#### INPUT DATA:

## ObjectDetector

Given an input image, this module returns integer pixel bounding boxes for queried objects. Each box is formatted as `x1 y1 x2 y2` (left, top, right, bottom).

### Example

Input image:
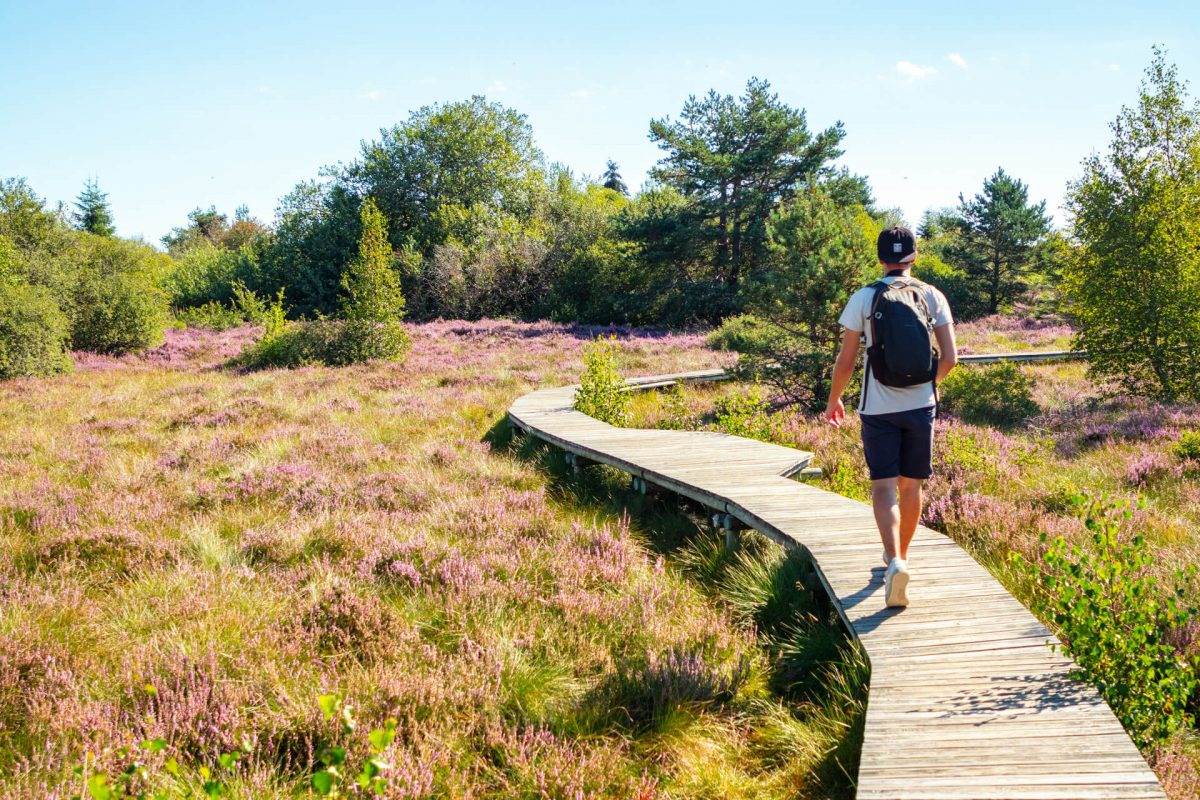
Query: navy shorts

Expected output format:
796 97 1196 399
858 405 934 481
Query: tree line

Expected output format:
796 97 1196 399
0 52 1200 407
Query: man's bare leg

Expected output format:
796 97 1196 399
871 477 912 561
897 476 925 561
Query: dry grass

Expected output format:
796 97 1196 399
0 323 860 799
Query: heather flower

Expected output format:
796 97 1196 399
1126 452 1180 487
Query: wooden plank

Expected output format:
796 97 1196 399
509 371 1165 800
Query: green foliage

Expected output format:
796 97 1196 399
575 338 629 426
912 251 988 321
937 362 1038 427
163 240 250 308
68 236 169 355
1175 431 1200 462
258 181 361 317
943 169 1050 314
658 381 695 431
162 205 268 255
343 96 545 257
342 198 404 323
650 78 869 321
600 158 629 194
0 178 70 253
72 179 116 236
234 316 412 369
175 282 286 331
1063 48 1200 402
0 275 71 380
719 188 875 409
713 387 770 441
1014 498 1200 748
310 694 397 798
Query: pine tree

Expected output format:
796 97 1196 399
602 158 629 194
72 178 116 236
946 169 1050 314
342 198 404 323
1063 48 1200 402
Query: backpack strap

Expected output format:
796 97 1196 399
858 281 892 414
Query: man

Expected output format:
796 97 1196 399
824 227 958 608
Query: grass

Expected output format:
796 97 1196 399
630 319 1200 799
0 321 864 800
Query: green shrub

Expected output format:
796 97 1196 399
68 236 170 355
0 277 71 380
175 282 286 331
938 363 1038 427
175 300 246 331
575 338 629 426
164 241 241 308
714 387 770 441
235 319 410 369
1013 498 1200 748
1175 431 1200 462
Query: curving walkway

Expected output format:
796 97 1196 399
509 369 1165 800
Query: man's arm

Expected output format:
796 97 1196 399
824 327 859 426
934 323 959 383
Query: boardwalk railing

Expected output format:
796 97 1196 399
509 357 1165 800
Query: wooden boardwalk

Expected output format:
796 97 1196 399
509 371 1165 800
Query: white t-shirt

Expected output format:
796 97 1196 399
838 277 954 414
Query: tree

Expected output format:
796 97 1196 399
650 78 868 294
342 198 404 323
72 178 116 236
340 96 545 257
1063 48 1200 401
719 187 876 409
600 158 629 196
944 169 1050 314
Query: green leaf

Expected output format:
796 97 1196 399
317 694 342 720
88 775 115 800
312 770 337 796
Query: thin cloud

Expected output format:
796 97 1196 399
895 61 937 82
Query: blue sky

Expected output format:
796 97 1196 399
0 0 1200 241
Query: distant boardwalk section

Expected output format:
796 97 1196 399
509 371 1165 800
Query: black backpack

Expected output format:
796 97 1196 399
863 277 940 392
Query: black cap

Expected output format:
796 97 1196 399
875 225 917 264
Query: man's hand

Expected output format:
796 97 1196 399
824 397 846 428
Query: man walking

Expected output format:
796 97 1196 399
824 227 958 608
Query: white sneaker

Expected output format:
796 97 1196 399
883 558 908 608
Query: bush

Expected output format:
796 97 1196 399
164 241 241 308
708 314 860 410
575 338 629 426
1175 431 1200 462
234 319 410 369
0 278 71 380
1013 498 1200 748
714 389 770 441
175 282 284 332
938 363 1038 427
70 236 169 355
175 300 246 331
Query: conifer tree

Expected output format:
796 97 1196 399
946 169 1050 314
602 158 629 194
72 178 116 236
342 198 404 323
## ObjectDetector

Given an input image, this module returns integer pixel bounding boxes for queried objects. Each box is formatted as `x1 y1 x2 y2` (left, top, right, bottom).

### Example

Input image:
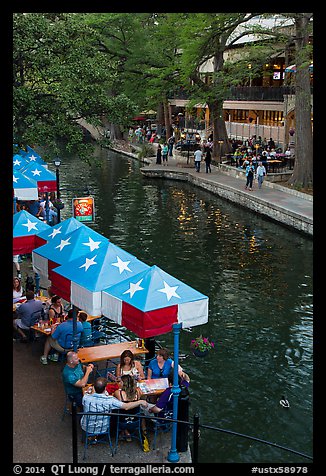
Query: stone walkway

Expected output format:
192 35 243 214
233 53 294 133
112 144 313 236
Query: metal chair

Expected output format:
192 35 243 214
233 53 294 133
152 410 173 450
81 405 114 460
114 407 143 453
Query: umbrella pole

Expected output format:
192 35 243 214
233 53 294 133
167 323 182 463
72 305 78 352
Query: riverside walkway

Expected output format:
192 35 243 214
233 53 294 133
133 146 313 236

#### PROBLEM REQUIREMENTS:
Turn all of the material above into a Markdown table with the columns Row and Line, giving each non-blank line its own numbered row and leaving out the blank lines. Leave the pictures out of your answer.

#### WRITTEN RESPONSE:
| Row | Line |
|---|---|
| 1 | ## ObjectDetector |
| 2 | Given an input image, this module returns integer pixel bounding boxes for queried objects. Each box is formatted as `x1 y1 x2 y2` (left, top, right, bottom). |
| 3 | ### Example |
| 4 | Input image: |
| 5 | Query: navy shorts |
| 6 | Expected output format: |
| 7 | 796 97 1196 399 |
| 8 | 858 405 934 481 |
| 9 | Query: tree line |
| 10 | Expected output format: |
| 11 | 796 97 1196 399 |
| 12 | 0 52 1200 407 |
| 13 | Query: man's bare leg |
| 14 | Expected output format: |
| 15 | 796 97 1196 399 |
| 16 | 871 477 912 561 |
| 17 | 897 476 925 561 |
| 18 | Query: dry grass |
| 19 | Expected output format: |
| 20 | 796 97 1196 399 |
| 21 | 0 323 860 799 |
| 22 | Query: heather flower |
| 23 | Expected output format: |
| 24 | 796 97 1196 399 |
| 25 | 1126 452 1180 487 |
| 26 | Query: wooden plank |
| 27 | Expected output format: |
| 28 | 796 97 1196 399 |
| 29 | 509 371 1165 800 |
| 30 | Query: green foliage |
| 31 | Expected output format: |
| 32 | 796 97 1196 399 |
| 33 | 575 338 629 426 |
| 34 | 912 251 988 321 |
| 35 | 937 362 1038 427 |
| 36 | 163 240 250 308 |
| 37 | 68 236 169 355 |
| 38 | 1175 431 1200 462 |
| 39 | 258 181 361 317 |
| 40 | 943 169 1050 314 |
| 41 | 658 381 695 431 |
| 42 | 162 205 268 255 |
| 43 | 343 96 545 257 |
| 44 | 342 198 404 323 |
| 45 | 650 78 869 321 |
| 46 | 600 158 629 194 |
| 47 | 0 178 70 253 |
| 48 | 72 179 116 236 |
| 49 | 234 316 412 369 |
| 50 | 175 282 286 331 |
| 51 | 1063 48 1200 402 |
| 52 | 0 275 71 380 |
| 53 | 719 188 875 409 |
| 54 | 713 387 770 441 |
| 55 | 1014 498 1200 748 |
| 56 | 310 694 397 798 |
| 57 | Query: pine tree |
| 58 | Expected output format: |
| 59 | 796 97 1196 399 |
| 60 | 602 158 629 194 |
| 61 | 72 178 116 236 |
| 62 | 946 169 1050 314 |
| 63 | 342 198 404 323 |
| 64 | 1063 48 1200 402 |
| 65 | Query: backpack strap |
| 66 | Expected output format: |
| 67 | 796 97 1196 399 |
| 68 | 858 281 892 414 |
| 69 | Query: man |
| 70 | Expected output format: |
| 71 | 796 97 1196 399 |
| 72 | 824 227 958 608 |
| 73 | Query: grass |
| 74 | Expected output format: |
| 75 | 796 97 1196 399 |
| 76 | 630 319 1200 799 |
| 77 | 0 321 864 800 |
| 78 | Query: green shrub |
| 79 | Expected output format: |
| 80 | 796 97 1196 399 |
| 81 | 68 236 170 355 |
| 82 | 0 277 71 380 |
| 83 | 175 282 286 331 |
| 84 | 938 363 1038 427 |
| 85 | 175 300 246 331 |
| 86 | 575 338 629 426 |
| 87 | 164 241 241 308 |
| 88 | 714 387 770 441 |
| 89 | 235 319 410 369 |
| 90 | 1013 498 1200 748 |
| 91 | 1175 431 1200 462 |
| 92 | Query: curving walkway |
| 93 | Expected output format: |
| 94 | 796 97 1196 399 |
| 95 | 509 369 1165 800 |
| 96 | Query: man's arm |
| 97 | Expected output format: |
| 98 | 796 97 1196 399 |
| 99 | 824 327 859 426 |
| 100 | 934 323 959 383 |
| 101 | Query: boardwalk railing |
| 102 | Expected output format: |
| 103 | 796 97 1196 399 |
| 104 | 509 357 1165 800 |
| 105 | Query: wooden boardwalk |
| 106 | Expected output format: |
| 107 | 796 97 1196 399 |
| 108 | 509 371 1165 800 |
| 109 | Query: white t-shirt |
| 110 | Expected output format: |
| 111 | 796 97 1196 399 |
| 112 | 838 277 954 414 |
| 113 | Query: tree |
| 114 | Expected output format: |
| 115 | 796 97 1196 399 |
| 116 | 650 78 868 294 |
| 117 | 342 198 404 323 |
| 118 | 72 178 116 236 |
| 119 | 340 96 545 257 |
| 120 | 1063 48 1200 401 |
| 121 | 719 187 876 409 |
| 122 | 600 158 629 196 |
| 123 | 944 169 1050 314 |
| 124 | Query: green leaf |
| 125 | Expected output format: |
| 126 | 796 97 1196 399 |
| 127 | 317 694 342 720 |
| 128 | 88 775 115 800 |
| 129 | 312 770 337 796 |
| 130 | Query: thin cloud |
| 131 | Expected output format: |
| 132 | 796 97 1196 399 |
| 133 | 895 61 937 82 |
| 134 | Query: blue sky |
| 135 | Expected output format: |
| 136 | 796 97 1196 399 |
| 137 | 0 0 1200 241 |
| 138 | Query: distant boardwalk section |
| 139 | Expected output format: |
| 140 | 796 97 1196 399 |
| 141 | 509 371 1165 800 |
| 142 | Query: black backpack |
| 143 | Expected output format: |
| 144 | 796 97 1196 399 |
| 145 | 863 277 940 392 |
| 146 | Query: black cap |
| 147 | Expected output format: |
| 148 | 796 97 1196 399 |
| 149 | 875 225 917 264 |
| 150 | Query: man's hand |
| 151 | Expected output format: |
| 152 | 796 97 1196 399 |
| 153 | 824 397 846 428 |
| 154 | Query: man walking |
| 155 | Expected output format: |
| 156 | 796 97 1196 399 |
| 157 | 824 227 958 608 |
| 158 | Query: white sneaker |
| 159 | Expected output format: |
| 160 | 796 97 1196 399 |
| 161 | 883 558 908 608 |
| 162 | Query: bush |
| 163 | Expected output format: |
| 164 | 796 97 1196 399 |
| 165 | 164 241 241 308 |
| 166 | 708 314 860 410 |
| 167 | 575 338 629 426 |
| 168 | 1175 431 1200 462 |
| 169 | 234 319 410 369 |
| 170 | 0 278 71 380 |
| 171 | 1013 498 1200 748 |
| 172 | 714 389 770 441 |
| 173 | 175 282 284 332 |
| 174 | 938 363 1038 427 |
| 175 | 70 236 169 355 |
| 176 | 175 300 246 331 |
| 177 | Query: conifer tree |
| 178 | Expected output format: |
| 179 | 796 97 1196 399 |
| 180 | 946 169 1050 314 |
| 181 | 602 158 629 194 |
| 182 | 72 178 116 236 |
| 183 | 342 198 404 323 |
| 184 | ## ObjectDetector |
| 185 | Given an input image, this module returns integer pixel bounding boxes for queried objects. Each box is formatted as `x1 y1 x2 y2` (left, top, right, bottom). |
| 186 | ### Example |
| 187 | Input image: |
| 188 | Query: stone walkway |
| 189 | Expected output format: |
| 190 | 192 35 243 214 |
| 191 | 233 53 294 133 |
| 192 | 112 144 313 236 |
| 193 | Query: metal chair |
| 194 | Expected output format: |
| 195 | 192 35 243 214 |
| 196 | 233 53 294 133 |
| 197 | 152 410 173 450 |
| 198 | 81 405 114 460 |
| 199 | 114 407 143 453 |
| 200 | Query: umbrella pole |
| 201 | Expected output format: |
| 202 | 192 35 243 214 |
| 203 | 233 53 294 133 |
| 204 | 167 323 182 463 |
| 205 | 72 305 78 352 |
| 206 | Query: riverside walkway |
| 207 | Expected output format: |
| 208 | 192 35 243 214 |
| 209 | 233 53 294 133 |
| 210 | 133 146 313 236 |